Tuesday, March 31, 2009

Can You Validate My Truth?

In the search for the truth, is it more common to look for answers or to confirm what we already know? I was at a symposium recently and one of the scholars made an interesting point. He was quoting someone else and I will paraphrase him. He said “be careful what questions you ask, because your questions have their own agenda”. In my words, that means that we tend to only ask questions based on the likely answer. This is not a search for truth, but rather a validation of existing knowledge.
The law is a great example of this type of truth. A good lawyer will only ask a question that he already knows the answer to. Note the OJ trial. What is one of the incidents that allowed the jury to find him not guilty? The glove. It didn’t quite fit. The late great lawyer for the defense, Johnnie Cochran, made the slogan 'If it doesn't fit, you must acquit' and acquit they did. The question wasn’t whether OJ was guilty, or had actually killed anyone. It was whether the glove fit. The prosecution is famous for bungling this piece of evidence because they broke the rule. They didn’t actually know if the glove would fit.
Because of this creed in the legal spheres, we get strange acquittals and shocking convictions. Sometimes the convictions are overturned years later, often because someone finally asks a question that was never asked before. There is an actual investigation about what happened. Not what the prosecution, or defense would like to have happened, but what actually happened. Scientists can be good at exhaustive searches for the truth because the verdict is never in. For all I know, one day someone will overturn the law of gravity. The scientific community is subject to peer review, which is why no one has successfully invented and patented a perpetual motion machine.
Television has been about fiction and fantasy and ideal situations like the Cosby’s and the Harriet’s. I like a show that’s not too deep and is going to wrap up nicely in about 55 minutes. I don’t need to see the truth because I live it every day. Or do I? Maybe I’m actually a bit deluded. Ignorantly so. Here’s another paraphrase: a man wakes up and tells everyone that he had a dream that he was now the leader of a million people. His friend tells him “come back when a million people have a dream that you’re their leader”. In other words, I can go through life, wrecking havoc on the environment and my fellow human passengers on this planet, all the time thinking that I can do no wrong. I can get a judge, jury and lawyer to agree. The truth however may not be so kind. If I look more closely, I may see that I can do better. People are suffering, sometimes because of me and things won’t get better until I get a little smarter and start looking for truth, rather than validation. I need a friend to say "Hey! You're dreaming."

#### GIVEN TASK
According to the post on seeking truth versus validation, why is the prosecution in the OJ trial known for bungling the glove evidence? Answer in one to three sentences.

Stored data entries
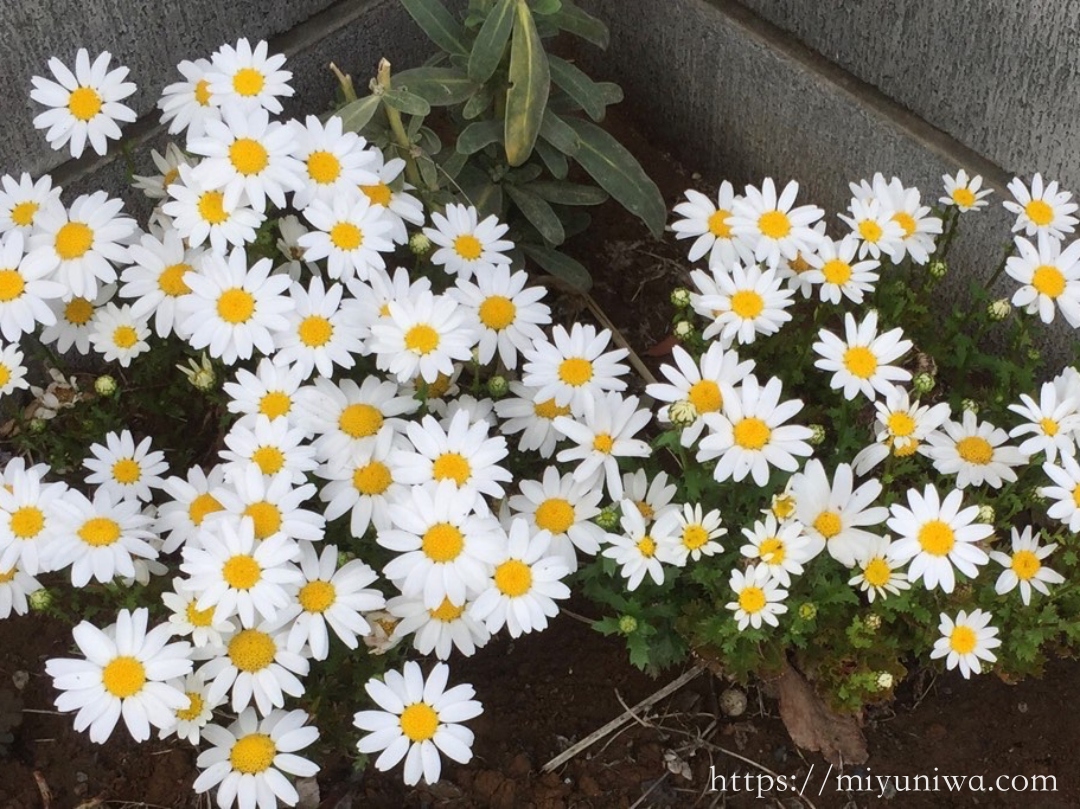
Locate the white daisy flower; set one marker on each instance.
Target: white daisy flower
(118, 334)
(780, 548)
(440, 630)
(575, 367)
(935, 535)
(861, 361)
(975, 453)
(1066, 493)
(21, 201)
(535, 419)
(125, 673)
(879, 569)
(232, 309)
(422, 337)
(1049, 275)
(902, 429)
(98, 538)
(125, 470)
(419, 719)
(200, 213)
(642, 549)
(751, 435)
(79, 244)
(964, 192)
(247, 759)
(748, 302)
(350, 233)
(564, 508)
(84, 105)
(1052, 422)
(837, 272)
(705, 385)
(467, 246)
(247, 154)
(771, 226)
(187, 105)
(1041, 210)
(605, 434)
(967, 641)
(334, 596)
(524, 585)
(1024, 566)
(246, 80)
(758, 597)
(709, 224)
(239, 575)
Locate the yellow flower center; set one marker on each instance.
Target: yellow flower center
(84, 103)
(123, 677)
(752, 433)
(248, 156)
(73, 240)
(513, 578)
(99, 531)
(315, 331)
(497, 312)
(936, 538)
(235, 306)
(373, 479)
(860, 361)
(774, 224)
(419, 722)
(975, 449)
(747, 304)
(316, 596)
(443, 542)
(421, 339)
(705, 396)
(1049, 281)
(1025, 564)
(323, 166)
(252, 650)
(752, 599)
(346, 236)
(1039, 212)
(718, 224)
(468, 246)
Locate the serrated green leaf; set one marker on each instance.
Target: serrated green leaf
(491, 41)
(572, 19)
(618, 173)
(356, 115)
(568, 193)
(478, 134)
(561, 266)
(538, 212)
(437, 85)
(529, 85)
(439, 24)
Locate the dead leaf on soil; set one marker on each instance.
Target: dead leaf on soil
(813, 726)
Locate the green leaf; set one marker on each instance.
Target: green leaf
(561, 266)
(478, 134)
(579, 86)
(568, 193)
(538, 212)
(572, 19)
(437, 85)
(437, 23)
(356, 115)
(529, 85)
(491, 41)
(618, 173)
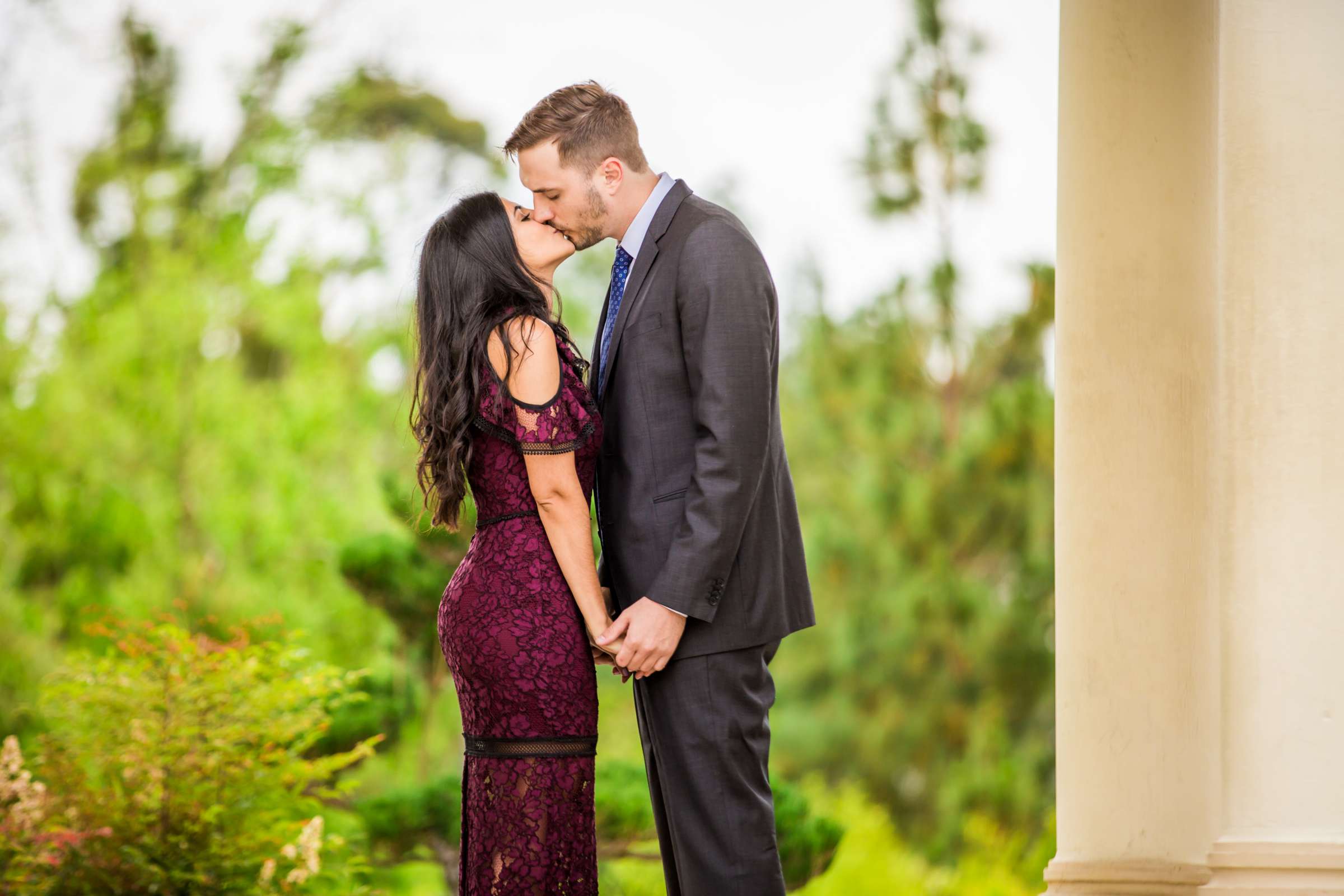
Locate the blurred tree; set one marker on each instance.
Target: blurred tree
(922, 454)
(193, 433)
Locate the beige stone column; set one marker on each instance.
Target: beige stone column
(1281, 533)
(1136, 632)
(1201, 448)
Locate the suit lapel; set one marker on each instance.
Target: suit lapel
(639, 272)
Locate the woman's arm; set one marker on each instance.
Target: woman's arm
(553, 479)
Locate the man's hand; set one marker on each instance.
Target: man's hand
(651, 633)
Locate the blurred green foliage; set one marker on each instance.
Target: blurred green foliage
(156, 777)
(190, 436)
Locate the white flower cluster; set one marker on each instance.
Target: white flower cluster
(21, 797)
(304, 852)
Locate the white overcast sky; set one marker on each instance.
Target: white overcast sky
(776, 96)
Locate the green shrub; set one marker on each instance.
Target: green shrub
(178, 763)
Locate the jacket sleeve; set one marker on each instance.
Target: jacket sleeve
(727, 309)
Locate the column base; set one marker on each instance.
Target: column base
(1268, 868)
(1124, 878)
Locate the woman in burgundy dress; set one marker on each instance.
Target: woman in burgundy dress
(501, 406)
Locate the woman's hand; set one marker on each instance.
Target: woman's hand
(606, 656)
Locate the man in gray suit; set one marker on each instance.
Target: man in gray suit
(699, 527)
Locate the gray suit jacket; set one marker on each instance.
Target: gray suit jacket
(696, 503)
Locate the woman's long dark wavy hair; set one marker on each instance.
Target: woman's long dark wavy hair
(472, 281)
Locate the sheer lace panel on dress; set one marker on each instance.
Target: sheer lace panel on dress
(531, 747)
(548, 430)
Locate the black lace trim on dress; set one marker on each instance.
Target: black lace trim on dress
(535, 448)
(506, 516)
(531, 747)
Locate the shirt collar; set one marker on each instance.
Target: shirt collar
(640, 226)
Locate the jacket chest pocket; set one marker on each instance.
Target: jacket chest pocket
(670, 508)
(646, 324)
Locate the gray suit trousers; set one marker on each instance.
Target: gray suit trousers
(706, 732)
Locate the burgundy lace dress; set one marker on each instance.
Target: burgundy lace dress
(516, 644)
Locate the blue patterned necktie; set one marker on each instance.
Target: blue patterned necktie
(620, 272)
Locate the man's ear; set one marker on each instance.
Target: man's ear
(613, 172)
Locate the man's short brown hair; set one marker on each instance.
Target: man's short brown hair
(589, 124)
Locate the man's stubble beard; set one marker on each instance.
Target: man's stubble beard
(590, 222)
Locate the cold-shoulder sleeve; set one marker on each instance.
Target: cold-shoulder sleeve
(563, 423)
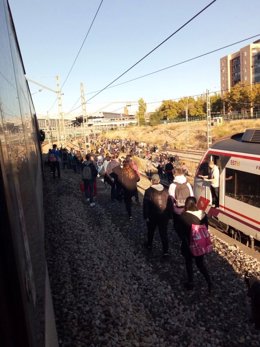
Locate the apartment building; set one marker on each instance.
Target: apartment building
(242, 66)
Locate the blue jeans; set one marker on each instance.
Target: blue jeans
(89, 189)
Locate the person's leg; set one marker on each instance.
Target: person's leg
(202, 268)
(128, 202)
(91, 190)
(151, 225)
(162, 225)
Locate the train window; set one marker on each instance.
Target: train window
(204, 166)
(243, 186)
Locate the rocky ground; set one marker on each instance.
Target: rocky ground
(108, 291)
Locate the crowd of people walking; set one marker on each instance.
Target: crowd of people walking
(119, 171)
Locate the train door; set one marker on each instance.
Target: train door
(241, 196)
(13, 331)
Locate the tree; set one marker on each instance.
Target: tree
(141, 112)
(155, 118)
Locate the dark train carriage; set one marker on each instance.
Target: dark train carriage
(238, 159)
(26, 314)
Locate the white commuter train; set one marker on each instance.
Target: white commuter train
(238, 160)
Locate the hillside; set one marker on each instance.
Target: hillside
(192, 135)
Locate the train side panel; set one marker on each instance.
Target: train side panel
(239, 191)
(23, 268)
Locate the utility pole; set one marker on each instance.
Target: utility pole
(61, 119)
(84, 112)
(209, 138)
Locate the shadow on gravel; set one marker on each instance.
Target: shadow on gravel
(107, 288)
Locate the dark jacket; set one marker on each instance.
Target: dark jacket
(186, 219)
(157, 202)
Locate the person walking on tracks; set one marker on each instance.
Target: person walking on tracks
(128, 178)
(157, 209)
(179, 191)
(192, 216)
(54, 159)
(89, 174)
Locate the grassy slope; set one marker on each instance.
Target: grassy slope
(182, 135)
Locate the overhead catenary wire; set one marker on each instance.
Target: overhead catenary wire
(180, 63)
(77, 55)
(169, 67)
(154, 49)
(76, 58)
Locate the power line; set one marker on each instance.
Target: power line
(74, 62)
(84, 40)
(170, 67)
(180, 63)
(160, 44)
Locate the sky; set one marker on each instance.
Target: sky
(93, 42)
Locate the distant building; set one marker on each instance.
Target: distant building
(110, 120)
(60, 130)
(242, 66)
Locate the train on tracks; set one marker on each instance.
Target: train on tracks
(26, 310)
(238, 160)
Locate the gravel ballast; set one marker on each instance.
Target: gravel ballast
(109, 291)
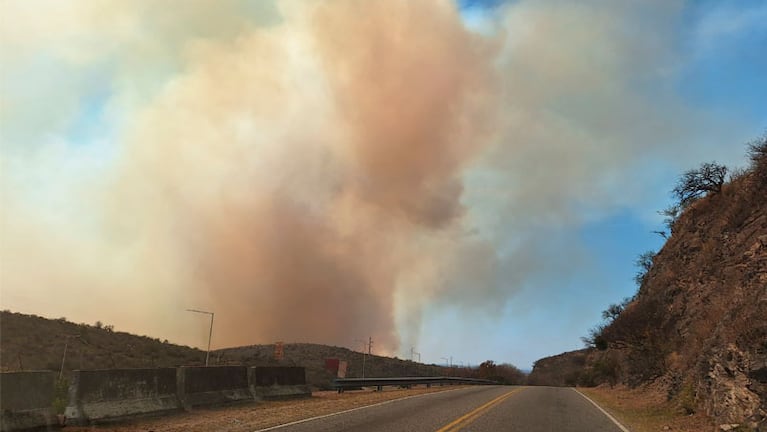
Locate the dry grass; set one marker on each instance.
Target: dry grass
(646, 410)
(256, 416)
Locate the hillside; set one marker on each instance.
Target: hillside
(698, 325)
(29, 342)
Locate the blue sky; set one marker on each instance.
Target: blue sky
(133, 146)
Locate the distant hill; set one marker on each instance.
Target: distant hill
(698, 324)
(30, 342)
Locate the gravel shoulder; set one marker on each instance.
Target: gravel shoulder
(259, 415)
(646, 409)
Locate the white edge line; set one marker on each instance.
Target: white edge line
(352, 410)
(617, 423)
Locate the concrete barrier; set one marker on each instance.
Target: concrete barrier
(213, 385)
(26, 400)
(270, 382)
(113, 394)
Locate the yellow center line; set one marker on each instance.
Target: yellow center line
(466, 419)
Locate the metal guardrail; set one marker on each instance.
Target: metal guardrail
(342, 384)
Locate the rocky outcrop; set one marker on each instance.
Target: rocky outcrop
(698, 324)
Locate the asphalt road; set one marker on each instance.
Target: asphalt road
(478, 409)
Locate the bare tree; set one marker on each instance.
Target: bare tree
(644, 263)
(709, 177)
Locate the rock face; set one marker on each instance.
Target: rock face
(698, 324)
(728, 387)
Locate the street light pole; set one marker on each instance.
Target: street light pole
(210, 333)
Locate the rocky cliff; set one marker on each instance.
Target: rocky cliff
(698, 325)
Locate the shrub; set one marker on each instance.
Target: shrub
(695, 183)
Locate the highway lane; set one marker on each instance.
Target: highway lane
(480, 409)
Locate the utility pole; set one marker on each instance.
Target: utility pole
(413, 353)
(364, 355)
(210, 333)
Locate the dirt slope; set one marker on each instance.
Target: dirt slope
(698, 325)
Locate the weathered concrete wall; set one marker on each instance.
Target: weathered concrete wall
(26, 400)
(111, 394)
(278, 382)
(213, 385)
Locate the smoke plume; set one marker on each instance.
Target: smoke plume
(312, 171)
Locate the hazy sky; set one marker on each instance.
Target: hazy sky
(473, 179)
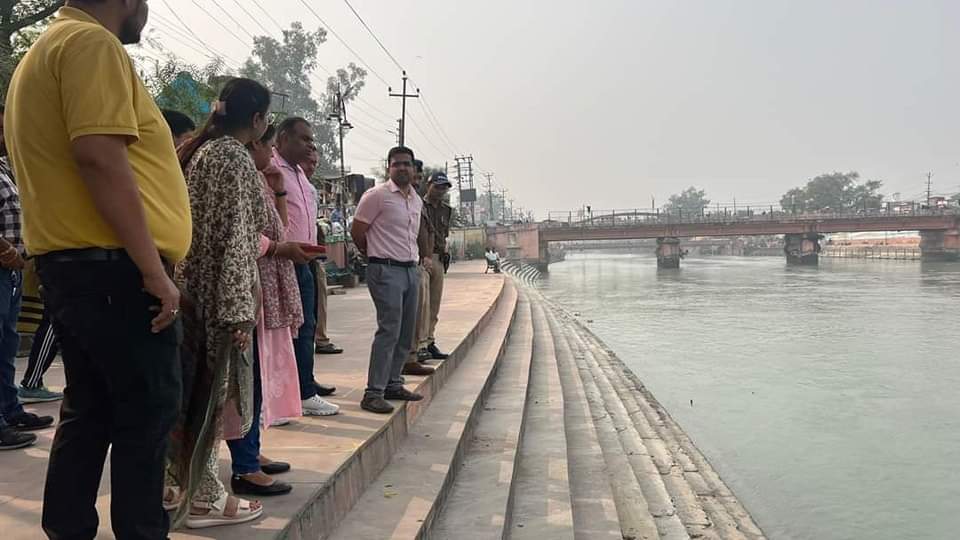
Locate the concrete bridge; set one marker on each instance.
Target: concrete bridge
(939, 231)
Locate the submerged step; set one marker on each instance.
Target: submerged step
(594, 510)
(403, 500)
(476, 506)
(540, 491)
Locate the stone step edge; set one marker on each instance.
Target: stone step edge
(523, 305)
(601, 495)
(636, 521)
(329, 504)
(464, 443)
(540, 326)
(676, 449)
(419, 523)
(659, 501)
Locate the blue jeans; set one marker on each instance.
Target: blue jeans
(303, 344)
(246, 451)
(10, 291)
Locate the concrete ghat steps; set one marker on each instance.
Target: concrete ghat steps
(476, 506)
(594, 508)
(704, 504)
(539, 504)
(645, 508)
(403, 499)
(692, 481)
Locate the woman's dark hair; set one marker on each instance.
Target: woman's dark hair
(239, 101)
(179, 123)
(267, 135)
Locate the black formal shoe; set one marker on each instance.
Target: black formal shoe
(27, 421)
(324, 390)
(416, 368)
(11, 439)
(245, 487)
(424, 355)
(435, 352)
(328, 348)
(376, 404)
(402, 395)
(275, 467)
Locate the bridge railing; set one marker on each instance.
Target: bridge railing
(628, 217)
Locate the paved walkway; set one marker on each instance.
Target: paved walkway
(315, 446)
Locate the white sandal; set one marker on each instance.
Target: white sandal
(216, 515)
(171, 498)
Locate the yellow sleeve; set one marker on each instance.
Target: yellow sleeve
(96, 88)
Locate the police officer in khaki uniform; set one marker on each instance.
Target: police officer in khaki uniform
(438, 214)
(425, 236)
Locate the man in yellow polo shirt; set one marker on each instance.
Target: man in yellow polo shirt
(105, 214)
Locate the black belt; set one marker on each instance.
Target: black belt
(91, 255)
(85, 255)
(391, 262)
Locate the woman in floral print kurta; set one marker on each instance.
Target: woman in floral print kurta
(220, 278)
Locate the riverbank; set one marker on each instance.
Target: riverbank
(799, 384)
(529, 427)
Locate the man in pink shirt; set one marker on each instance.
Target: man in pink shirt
(385, 228)
(294, 144)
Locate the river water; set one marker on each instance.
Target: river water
(827, 398)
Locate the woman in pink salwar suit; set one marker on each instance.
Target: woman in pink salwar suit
(281, 314)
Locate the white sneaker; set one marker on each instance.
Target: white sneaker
(317, 406)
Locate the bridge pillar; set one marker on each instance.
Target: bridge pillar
(669, 252)
(940, 245)
(802, 249)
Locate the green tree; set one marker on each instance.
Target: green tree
(178, 85)
(17, 32)
(834, 192)
(285, 66)
(690, 201)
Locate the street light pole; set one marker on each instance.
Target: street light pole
(403, 105)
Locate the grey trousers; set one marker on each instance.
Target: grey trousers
(395, 291)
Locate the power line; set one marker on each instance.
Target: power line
(382, 46)
(267, 13)
(236, 22)
(341, 40)
(185, 25)
(443, 132)
(254, 19)
(169, 29)
(219, 23)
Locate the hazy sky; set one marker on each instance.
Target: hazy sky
(610, 103)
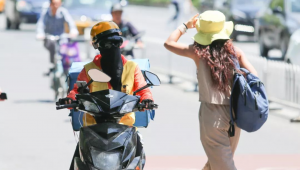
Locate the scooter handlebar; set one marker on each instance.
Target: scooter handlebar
(73, 105)
(151, 106)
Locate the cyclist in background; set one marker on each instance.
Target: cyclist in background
(52, 21)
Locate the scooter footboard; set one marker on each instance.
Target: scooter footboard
(108, 145)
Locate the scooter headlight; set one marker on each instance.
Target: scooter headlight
(89, 106)
(106, 160)
(128, 107)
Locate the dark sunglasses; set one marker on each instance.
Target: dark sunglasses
(108, 42)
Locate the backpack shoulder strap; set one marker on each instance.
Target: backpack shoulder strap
(231, 130)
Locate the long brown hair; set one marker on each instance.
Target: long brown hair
(220, 57)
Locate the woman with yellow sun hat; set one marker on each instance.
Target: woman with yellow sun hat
(214, 55)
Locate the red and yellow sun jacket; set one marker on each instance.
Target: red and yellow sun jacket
(132, 78)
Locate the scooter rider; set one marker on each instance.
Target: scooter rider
(125, 75)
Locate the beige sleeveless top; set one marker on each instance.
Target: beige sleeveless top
(207, 91)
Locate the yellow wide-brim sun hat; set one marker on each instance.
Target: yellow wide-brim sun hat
(212, 26)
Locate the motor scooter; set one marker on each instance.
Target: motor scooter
(108, 145)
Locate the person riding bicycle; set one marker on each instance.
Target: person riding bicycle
(52, 21)
(125, 75)
(127, 29)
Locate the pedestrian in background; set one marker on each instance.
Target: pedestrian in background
(0, 94)
(215, 57)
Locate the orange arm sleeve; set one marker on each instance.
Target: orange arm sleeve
(139, 81)
(81, 77)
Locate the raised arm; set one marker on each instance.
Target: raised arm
(178, 48)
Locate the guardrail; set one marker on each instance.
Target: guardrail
(282, 80)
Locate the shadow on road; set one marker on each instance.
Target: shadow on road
(34, 101)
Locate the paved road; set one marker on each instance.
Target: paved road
(36, 136)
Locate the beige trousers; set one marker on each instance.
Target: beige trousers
(219, 148)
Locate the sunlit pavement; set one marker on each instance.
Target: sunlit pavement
(242, 162)
(36, 136)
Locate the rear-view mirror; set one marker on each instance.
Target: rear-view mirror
(277, 10)
(152, 78)
(98, 76)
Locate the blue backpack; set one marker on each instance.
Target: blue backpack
(249, 102)
(142, 119)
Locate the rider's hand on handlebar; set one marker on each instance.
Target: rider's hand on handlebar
(65, 101)
(191, 23)
(146, 102)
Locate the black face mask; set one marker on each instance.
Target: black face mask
(112, 65)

#### SOLUTION TO THIS EXERCISE
The prosecution broke the rule that a good lawyer asks only questions whose answers he already knows. They didn't actually know whether the glove would fit, and it didn't quite fit.